[START INPUT FOR THIS TASK]
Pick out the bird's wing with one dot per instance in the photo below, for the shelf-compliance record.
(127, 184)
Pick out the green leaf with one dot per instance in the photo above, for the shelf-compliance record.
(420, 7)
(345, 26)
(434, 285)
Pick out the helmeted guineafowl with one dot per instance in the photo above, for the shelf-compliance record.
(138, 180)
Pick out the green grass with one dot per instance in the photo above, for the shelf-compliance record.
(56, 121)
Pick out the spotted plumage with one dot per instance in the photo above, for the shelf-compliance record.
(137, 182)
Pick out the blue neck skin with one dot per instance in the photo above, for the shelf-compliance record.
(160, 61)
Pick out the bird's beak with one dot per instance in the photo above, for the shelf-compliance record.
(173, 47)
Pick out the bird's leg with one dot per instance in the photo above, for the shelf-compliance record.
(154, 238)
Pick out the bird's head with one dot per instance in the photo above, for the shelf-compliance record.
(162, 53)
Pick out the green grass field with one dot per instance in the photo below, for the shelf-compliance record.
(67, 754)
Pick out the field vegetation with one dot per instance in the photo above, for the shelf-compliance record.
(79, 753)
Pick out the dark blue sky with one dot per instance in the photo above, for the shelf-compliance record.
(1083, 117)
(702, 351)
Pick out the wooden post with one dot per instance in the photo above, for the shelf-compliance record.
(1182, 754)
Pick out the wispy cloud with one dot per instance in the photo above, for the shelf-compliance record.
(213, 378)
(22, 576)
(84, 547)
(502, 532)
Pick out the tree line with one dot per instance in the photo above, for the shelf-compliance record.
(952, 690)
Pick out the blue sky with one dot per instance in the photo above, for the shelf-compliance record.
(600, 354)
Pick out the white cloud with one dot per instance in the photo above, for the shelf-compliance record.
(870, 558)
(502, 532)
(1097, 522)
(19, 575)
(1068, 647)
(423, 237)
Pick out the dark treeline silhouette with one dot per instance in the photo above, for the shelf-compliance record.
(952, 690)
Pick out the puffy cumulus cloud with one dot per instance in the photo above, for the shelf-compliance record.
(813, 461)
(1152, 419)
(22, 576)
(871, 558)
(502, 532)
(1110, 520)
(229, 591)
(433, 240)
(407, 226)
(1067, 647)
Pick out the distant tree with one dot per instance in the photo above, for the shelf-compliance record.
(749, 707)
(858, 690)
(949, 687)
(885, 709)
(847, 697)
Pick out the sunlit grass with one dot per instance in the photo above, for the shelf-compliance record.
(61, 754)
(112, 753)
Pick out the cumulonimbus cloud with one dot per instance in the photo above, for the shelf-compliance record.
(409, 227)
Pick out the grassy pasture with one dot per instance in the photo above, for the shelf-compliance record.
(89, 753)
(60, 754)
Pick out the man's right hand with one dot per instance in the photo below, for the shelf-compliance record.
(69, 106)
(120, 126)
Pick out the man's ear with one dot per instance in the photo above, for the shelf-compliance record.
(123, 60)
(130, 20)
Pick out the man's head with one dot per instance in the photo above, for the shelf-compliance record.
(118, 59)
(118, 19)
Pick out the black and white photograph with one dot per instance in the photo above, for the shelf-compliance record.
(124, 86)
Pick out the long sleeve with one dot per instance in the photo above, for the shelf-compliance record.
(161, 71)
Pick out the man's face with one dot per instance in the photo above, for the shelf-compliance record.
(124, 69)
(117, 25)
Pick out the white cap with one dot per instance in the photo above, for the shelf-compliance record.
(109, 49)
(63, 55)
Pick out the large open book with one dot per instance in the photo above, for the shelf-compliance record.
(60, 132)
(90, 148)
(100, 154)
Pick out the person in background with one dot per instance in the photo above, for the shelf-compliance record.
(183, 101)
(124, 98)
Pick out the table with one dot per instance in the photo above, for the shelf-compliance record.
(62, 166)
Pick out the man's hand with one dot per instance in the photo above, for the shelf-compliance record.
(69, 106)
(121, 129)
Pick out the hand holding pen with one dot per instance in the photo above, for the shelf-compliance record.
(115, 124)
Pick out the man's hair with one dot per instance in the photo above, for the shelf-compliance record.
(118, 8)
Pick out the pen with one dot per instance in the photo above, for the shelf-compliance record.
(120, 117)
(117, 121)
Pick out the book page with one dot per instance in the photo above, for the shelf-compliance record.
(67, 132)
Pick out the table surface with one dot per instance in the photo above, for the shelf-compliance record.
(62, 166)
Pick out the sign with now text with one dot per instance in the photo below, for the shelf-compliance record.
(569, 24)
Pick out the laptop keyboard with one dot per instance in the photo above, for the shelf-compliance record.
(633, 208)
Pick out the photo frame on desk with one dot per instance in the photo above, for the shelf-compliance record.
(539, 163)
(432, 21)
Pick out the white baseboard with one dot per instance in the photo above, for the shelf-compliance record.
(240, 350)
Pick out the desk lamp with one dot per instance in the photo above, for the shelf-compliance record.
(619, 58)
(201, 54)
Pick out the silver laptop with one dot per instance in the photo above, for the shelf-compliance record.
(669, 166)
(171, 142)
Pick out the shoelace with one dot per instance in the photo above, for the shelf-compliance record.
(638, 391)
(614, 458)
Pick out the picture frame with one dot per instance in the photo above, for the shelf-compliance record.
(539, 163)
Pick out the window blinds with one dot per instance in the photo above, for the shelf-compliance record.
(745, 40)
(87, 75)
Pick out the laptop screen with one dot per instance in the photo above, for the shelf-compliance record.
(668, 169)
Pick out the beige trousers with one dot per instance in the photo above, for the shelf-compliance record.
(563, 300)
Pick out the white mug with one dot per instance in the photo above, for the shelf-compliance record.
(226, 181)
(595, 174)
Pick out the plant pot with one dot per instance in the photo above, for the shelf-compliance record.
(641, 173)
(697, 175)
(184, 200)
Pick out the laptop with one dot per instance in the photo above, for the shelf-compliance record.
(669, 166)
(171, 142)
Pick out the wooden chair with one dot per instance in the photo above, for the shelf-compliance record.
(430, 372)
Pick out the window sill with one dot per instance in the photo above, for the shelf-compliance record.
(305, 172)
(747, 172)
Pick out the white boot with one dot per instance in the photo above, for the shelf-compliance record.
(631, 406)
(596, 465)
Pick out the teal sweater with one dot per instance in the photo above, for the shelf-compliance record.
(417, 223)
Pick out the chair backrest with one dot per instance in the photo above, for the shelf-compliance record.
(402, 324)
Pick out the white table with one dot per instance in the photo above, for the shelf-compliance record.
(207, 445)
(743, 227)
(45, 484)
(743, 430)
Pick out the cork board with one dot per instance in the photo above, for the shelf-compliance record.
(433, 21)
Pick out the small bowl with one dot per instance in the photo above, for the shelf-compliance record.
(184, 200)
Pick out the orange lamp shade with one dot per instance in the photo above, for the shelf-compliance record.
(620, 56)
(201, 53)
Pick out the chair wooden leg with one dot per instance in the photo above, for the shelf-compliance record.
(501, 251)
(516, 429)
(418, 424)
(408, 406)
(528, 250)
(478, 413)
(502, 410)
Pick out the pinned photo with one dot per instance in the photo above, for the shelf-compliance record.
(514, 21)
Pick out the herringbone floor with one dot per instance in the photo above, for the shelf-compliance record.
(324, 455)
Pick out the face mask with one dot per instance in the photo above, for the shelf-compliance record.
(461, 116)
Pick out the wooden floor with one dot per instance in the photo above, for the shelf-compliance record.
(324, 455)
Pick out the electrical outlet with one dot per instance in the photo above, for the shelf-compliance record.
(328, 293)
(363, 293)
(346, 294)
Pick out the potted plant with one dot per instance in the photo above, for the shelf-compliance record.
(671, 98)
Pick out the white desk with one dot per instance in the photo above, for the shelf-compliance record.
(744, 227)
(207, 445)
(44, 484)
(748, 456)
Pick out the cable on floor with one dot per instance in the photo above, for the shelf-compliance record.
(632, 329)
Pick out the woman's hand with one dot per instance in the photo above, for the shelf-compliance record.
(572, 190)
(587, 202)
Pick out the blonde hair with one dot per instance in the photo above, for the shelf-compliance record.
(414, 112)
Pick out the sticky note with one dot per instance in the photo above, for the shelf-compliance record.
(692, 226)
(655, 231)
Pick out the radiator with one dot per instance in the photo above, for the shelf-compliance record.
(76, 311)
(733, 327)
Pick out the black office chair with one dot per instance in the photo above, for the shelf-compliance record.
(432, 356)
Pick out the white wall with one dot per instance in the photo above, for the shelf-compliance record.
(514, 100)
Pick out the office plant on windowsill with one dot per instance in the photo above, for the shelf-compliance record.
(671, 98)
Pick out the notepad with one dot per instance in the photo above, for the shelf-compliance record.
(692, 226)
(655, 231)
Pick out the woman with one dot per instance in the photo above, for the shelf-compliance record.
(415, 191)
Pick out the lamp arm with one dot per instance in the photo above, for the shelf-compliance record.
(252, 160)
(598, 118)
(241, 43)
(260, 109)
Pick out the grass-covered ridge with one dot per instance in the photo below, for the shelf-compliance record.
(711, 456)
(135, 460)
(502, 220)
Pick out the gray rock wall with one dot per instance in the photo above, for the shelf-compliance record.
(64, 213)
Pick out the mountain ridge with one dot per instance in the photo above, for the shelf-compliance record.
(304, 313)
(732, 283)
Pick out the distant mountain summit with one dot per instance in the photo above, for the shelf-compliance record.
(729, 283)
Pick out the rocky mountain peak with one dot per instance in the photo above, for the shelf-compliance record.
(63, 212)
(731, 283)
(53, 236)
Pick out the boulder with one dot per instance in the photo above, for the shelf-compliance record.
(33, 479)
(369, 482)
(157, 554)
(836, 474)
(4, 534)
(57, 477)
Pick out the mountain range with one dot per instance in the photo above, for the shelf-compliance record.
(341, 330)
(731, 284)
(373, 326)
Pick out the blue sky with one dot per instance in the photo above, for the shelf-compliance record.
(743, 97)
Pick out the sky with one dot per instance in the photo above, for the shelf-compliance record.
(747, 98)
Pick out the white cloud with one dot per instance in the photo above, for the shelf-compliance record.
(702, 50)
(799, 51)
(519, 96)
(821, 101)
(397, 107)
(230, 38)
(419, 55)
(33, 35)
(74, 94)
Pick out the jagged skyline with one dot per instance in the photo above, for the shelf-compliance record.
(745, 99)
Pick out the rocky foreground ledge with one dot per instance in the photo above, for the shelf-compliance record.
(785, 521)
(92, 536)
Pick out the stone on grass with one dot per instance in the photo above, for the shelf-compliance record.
[END INPUT FOR THIS TASK]
- [PROBLEM DESCRIPTION]: Copy out word for word the lines of the material above, starting with the line that contains "Pick out the bird's head" and going on through the line that contains "(1182, 754)", both included.

- [TASK ANSWER]:
Pick out the bird's head with one dot per instance in the photo above, for the shelf-compliance record.
(162, 53)
Pick out the green grass field with one dot per instance in the photo below, for the shelf-compliance record.
(67, 754)
Pick out the field vegetation with one dot per instance in the photo above, for the shelf-compliance record.
(79, 753)
Pick out the dark blue sky with one dot per instance in the photo above, for the shelf-compliance record.
(1083, 117)
(702, 351)
Pick out the wooden post with one dot per instance in the photo above, for the shelf-compliance record.
(1182, 754)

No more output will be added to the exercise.